## Stated goal A
In the passage about Randall's farm, what make and year is the one tractor left in his collection?

## Page text
------------------------------------------------------------------------
Randall grew up not with mules, but with tractors, which he learned to drive during summers on his grandfather’s egg farm in Pennsylvania. His tractor collection is now down to one, a 1950 red Farmall, which he keeps in a corrugated steel Quonset hut, a part barn, part workshop that he built from a prefab kit.
Randall often puts his old tractor to good use. photograph by Lissa Gotwals
Randall likes to work with his hands. He and his dad, Mel Smith, built the massive, 12-foot black walnut table that’s downstairs in the “Thanksgiving Room,” where he and Lori gather with friends and family for festive dinners, game nights, and movie watching. “In some ways, we designed the space around this table,” Randall says, admiring his handiwork, which still shows remnants of candle wax left over from a recent gathering. The wood came from a tree that crashed into the home of one of his wife’s employees during a hurricane.
A few feet from the head of the table is the dog-and-cat door. It swings throughout the day as Quito, Camanoe, Maqui, and McCormick go in and out. Aside from Baja, the African grey parrot, who monitors the farm’s goings-on from his cage by the upstairs window, the animals on the farm are free to roam, whether in cliques or not. (The chickens refuse to be pigeonholed.) In many ways, the farm’s fences, like the walls of the house, are merely suggestions. Room, house, pasture, barn. Each has a purpose but remains connected to the whole.
------------------------------------------------------------------------
## Stated goal B
Format the entries as a numbered list, starting at the line that contains "Practice. Find the red" and ending at the last line of the entries, with blank lines dropped.

(Named object pointing entries)
------------------------------------------------------------------------
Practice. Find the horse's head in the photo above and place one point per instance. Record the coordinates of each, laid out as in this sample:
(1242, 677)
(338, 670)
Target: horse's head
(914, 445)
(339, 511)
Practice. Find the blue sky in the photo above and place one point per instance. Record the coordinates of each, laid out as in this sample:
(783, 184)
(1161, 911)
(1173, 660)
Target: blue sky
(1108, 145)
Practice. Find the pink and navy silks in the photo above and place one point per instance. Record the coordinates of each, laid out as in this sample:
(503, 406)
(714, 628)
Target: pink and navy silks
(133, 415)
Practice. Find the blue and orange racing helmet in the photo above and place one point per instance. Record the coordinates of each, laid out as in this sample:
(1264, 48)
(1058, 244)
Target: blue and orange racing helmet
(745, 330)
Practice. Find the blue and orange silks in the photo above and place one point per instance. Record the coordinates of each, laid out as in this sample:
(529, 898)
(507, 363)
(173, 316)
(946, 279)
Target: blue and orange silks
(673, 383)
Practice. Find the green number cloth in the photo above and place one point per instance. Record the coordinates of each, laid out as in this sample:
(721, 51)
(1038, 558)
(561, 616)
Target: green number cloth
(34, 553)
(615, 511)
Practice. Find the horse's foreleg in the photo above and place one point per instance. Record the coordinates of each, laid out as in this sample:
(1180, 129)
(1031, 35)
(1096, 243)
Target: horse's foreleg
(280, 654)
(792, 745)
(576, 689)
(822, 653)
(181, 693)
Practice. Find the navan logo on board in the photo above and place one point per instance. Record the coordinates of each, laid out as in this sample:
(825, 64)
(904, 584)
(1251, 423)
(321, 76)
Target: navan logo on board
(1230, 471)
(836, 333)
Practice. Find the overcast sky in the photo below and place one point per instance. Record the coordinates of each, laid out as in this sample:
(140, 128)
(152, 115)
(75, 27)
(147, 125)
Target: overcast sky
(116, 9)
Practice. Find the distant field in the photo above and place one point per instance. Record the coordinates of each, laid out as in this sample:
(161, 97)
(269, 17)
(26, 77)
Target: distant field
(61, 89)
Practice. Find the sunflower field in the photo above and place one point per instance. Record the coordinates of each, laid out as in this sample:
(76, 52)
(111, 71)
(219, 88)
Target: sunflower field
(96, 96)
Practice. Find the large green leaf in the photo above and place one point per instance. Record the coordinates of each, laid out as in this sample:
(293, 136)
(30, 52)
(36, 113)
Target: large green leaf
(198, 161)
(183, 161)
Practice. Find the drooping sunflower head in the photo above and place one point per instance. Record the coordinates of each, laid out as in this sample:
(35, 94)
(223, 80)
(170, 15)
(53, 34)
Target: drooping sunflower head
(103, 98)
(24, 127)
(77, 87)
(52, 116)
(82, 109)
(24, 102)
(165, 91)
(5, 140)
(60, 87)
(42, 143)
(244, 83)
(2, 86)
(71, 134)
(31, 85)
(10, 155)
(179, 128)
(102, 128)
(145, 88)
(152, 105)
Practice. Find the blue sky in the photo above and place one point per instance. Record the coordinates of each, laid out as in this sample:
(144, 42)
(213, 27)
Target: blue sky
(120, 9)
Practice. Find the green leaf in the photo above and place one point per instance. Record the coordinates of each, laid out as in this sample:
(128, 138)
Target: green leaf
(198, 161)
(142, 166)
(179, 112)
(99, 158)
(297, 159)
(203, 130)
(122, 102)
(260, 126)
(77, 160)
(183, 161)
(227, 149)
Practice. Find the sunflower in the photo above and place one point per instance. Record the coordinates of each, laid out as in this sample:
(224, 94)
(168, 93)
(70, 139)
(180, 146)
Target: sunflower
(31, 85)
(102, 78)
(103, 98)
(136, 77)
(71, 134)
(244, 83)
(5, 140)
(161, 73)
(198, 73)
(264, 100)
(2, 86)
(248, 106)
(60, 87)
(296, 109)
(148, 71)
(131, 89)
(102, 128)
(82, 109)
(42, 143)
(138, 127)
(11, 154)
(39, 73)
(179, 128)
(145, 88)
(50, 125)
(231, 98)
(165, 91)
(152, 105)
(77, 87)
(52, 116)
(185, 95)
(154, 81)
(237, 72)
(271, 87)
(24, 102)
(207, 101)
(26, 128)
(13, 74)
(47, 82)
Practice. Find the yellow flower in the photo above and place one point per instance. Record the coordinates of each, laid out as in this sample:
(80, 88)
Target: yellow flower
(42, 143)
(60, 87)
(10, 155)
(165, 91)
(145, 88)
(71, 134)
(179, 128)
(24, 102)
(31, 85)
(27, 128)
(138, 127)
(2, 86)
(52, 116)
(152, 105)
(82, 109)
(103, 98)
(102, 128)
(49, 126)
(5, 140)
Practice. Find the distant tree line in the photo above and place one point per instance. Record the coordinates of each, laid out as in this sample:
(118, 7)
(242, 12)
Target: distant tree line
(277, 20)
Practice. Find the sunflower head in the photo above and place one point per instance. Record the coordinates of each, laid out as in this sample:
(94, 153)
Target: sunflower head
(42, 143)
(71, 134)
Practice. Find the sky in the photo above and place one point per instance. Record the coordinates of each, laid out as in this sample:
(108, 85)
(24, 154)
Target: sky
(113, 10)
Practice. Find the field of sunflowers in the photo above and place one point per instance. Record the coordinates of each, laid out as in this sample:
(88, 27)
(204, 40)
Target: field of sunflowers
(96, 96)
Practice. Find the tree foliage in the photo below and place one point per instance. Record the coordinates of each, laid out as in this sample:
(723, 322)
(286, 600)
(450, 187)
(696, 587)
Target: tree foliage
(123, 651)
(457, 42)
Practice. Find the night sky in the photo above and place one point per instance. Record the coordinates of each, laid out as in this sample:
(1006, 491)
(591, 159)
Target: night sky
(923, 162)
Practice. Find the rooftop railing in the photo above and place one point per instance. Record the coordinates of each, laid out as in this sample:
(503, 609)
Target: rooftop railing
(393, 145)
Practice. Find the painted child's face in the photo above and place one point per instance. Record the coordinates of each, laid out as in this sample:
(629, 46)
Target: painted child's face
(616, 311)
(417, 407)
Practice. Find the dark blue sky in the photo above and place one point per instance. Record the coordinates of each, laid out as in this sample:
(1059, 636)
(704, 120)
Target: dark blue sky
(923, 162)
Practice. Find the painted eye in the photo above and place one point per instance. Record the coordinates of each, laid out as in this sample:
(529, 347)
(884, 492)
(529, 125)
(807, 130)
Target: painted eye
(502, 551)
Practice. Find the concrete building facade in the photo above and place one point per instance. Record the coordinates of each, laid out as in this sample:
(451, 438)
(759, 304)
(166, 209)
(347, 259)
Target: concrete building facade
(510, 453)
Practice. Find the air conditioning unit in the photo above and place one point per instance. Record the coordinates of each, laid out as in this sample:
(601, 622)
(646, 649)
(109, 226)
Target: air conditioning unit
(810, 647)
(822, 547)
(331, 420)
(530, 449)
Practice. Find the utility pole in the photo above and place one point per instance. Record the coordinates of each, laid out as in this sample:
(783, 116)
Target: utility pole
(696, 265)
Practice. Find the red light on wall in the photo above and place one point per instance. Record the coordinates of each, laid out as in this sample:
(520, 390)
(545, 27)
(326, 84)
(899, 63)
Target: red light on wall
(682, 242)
------------------------------------------------------------------------
## Answer A
A red 1950 Farmall.

## Answer B
1. Practice. Find the red light on wall in the photo above and place one point per instance. Record the coordinates of each, laid out as in this sample:
2. (520, 390)
3. (545, 27)
4. (326, 84)
5. (899, 63)
6. Target: red light on wall
7. (682, 242)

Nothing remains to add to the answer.